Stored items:

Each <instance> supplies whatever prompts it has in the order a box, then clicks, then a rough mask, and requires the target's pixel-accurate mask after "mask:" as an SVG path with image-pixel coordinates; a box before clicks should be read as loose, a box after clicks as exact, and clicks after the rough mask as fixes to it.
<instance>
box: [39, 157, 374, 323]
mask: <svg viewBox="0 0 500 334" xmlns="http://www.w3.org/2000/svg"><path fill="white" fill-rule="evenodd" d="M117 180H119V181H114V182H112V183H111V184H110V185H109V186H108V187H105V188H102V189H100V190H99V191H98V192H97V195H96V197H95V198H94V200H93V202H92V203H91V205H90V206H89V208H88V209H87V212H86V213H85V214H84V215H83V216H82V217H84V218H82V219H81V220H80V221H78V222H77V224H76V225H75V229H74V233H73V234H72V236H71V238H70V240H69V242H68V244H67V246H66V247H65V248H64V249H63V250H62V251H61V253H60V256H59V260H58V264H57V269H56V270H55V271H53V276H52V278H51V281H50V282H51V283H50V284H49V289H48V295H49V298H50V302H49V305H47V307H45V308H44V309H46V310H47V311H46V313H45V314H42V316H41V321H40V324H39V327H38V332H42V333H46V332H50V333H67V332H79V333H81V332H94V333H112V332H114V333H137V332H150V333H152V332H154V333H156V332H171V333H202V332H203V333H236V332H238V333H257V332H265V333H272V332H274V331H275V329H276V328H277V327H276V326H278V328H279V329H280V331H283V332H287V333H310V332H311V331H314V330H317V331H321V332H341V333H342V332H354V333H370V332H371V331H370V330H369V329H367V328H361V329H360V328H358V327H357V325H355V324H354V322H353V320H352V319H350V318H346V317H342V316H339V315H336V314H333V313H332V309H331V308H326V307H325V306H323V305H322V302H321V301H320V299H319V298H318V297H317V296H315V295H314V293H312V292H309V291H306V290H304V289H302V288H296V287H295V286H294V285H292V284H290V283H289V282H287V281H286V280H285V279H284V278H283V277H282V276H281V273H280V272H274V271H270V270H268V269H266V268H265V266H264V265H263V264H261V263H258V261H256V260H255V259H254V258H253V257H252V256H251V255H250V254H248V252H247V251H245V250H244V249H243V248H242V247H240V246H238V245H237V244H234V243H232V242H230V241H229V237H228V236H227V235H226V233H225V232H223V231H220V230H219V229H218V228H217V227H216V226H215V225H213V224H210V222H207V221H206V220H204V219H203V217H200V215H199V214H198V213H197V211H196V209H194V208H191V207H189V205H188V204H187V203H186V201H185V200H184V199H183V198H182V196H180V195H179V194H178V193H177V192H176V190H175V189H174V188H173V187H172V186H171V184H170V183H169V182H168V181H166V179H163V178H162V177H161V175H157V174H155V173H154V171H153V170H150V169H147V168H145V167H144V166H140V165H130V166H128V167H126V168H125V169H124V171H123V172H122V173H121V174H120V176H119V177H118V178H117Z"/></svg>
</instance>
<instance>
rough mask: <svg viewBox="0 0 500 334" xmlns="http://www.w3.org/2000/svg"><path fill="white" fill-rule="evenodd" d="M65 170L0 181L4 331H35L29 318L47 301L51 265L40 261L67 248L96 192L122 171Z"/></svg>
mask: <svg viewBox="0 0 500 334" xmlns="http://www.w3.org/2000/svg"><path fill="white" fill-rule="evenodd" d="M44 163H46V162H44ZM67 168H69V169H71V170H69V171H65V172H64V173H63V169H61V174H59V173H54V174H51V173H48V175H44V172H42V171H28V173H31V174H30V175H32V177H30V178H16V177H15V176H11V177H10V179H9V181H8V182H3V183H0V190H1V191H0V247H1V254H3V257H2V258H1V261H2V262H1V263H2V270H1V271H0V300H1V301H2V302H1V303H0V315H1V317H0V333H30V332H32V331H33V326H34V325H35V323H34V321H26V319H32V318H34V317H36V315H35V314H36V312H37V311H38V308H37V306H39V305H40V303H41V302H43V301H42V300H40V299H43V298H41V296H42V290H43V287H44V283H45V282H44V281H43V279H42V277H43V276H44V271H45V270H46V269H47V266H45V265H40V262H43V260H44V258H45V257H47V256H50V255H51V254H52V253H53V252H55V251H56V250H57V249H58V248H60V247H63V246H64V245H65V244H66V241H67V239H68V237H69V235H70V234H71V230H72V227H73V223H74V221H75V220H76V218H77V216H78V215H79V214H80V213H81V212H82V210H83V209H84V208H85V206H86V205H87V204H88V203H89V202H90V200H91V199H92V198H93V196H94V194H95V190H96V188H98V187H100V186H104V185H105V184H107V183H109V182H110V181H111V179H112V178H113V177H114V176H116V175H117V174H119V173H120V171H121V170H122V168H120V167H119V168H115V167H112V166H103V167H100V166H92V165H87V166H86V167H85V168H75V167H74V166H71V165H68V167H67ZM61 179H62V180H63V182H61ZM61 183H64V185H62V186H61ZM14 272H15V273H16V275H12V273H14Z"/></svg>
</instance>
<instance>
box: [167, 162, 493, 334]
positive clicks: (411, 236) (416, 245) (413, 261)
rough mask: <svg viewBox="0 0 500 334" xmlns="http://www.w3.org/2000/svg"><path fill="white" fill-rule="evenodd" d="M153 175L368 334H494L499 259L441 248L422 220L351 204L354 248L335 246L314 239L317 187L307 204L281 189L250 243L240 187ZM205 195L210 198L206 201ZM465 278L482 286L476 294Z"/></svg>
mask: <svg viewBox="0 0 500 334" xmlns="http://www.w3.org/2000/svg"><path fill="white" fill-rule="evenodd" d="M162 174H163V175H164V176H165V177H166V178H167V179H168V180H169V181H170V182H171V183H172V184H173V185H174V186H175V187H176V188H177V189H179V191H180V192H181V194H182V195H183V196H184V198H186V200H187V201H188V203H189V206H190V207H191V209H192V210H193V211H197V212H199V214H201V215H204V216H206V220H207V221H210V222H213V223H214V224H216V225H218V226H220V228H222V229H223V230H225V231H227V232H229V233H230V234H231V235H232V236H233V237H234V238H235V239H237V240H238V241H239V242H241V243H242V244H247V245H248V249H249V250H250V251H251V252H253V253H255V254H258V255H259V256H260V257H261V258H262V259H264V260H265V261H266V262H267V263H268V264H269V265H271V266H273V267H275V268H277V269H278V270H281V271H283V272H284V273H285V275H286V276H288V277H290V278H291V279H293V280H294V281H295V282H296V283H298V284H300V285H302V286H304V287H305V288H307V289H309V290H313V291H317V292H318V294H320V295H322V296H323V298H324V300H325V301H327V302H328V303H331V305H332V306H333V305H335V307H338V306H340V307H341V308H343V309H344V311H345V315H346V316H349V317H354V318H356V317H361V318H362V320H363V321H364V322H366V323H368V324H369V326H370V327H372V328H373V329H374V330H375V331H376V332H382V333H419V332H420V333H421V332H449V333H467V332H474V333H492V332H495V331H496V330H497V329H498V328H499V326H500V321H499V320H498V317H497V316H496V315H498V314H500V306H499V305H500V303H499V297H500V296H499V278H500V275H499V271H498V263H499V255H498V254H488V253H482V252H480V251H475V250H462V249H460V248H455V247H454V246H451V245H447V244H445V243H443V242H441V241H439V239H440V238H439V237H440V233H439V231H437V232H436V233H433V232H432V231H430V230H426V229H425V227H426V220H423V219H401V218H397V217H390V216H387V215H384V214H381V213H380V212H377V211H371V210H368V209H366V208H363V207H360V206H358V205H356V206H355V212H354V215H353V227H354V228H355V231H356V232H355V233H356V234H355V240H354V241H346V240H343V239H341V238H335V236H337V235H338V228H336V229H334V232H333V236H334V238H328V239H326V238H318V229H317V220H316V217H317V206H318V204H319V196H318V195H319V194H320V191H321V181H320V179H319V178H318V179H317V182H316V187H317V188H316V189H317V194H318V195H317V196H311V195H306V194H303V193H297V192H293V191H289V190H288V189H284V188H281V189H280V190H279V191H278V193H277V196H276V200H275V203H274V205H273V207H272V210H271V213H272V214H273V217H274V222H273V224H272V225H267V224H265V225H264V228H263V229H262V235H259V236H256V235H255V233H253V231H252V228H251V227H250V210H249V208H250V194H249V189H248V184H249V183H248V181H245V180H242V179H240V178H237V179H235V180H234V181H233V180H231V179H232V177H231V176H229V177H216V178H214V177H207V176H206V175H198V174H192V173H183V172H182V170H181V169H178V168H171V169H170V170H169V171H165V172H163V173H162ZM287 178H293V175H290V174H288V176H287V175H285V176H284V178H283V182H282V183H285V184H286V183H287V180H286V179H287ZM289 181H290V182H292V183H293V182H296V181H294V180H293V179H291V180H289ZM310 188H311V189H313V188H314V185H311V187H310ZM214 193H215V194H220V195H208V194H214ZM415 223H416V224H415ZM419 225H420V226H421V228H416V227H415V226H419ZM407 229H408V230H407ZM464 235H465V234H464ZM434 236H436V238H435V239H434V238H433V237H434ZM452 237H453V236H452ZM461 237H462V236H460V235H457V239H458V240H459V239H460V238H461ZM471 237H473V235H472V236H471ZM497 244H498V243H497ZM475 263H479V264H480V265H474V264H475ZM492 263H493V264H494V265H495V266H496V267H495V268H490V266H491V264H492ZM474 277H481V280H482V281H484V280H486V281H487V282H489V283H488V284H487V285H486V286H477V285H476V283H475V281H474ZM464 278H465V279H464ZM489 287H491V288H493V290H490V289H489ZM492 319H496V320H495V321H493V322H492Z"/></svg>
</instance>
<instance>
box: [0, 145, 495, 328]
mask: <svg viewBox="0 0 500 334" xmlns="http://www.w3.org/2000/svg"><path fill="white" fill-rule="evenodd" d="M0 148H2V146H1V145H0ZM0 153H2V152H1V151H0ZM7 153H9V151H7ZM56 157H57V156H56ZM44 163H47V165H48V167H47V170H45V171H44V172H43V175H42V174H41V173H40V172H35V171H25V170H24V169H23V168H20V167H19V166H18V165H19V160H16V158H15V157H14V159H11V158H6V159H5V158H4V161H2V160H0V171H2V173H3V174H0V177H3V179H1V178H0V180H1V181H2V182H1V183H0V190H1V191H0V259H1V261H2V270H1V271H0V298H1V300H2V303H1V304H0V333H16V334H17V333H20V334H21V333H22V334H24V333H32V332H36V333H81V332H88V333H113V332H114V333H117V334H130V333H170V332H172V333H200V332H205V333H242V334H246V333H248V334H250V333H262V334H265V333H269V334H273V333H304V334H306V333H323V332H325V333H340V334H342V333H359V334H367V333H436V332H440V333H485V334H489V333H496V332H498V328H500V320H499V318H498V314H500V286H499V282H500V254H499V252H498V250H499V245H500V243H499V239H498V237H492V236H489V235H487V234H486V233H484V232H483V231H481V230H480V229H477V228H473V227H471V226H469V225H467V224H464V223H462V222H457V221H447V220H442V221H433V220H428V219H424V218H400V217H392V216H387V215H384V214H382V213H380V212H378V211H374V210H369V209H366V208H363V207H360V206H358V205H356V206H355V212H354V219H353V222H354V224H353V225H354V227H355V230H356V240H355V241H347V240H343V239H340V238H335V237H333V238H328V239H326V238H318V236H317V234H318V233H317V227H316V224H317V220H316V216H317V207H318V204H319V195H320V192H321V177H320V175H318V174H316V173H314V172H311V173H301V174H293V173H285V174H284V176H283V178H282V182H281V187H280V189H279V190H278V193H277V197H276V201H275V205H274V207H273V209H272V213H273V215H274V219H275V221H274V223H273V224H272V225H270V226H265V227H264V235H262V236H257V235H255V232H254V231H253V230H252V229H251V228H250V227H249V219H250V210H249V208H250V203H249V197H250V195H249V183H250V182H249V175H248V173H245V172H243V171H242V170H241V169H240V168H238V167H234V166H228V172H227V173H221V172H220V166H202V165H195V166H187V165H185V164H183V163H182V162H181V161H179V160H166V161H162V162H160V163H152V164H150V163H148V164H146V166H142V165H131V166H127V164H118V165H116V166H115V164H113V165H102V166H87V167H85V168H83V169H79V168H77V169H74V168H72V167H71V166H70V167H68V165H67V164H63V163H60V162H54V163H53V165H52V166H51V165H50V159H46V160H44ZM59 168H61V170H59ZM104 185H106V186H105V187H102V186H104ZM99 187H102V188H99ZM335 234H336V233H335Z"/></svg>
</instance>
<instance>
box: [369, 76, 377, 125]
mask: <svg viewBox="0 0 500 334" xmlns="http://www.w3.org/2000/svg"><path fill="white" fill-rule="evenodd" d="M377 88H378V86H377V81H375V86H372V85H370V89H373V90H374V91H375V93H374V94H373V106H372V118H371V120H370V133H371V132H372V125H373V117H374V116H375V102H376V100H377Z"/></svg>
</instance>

> _Task details_: How many lines of the data include the word "clicks"? Reply with the number and nothing else.

> _Your solution_: 2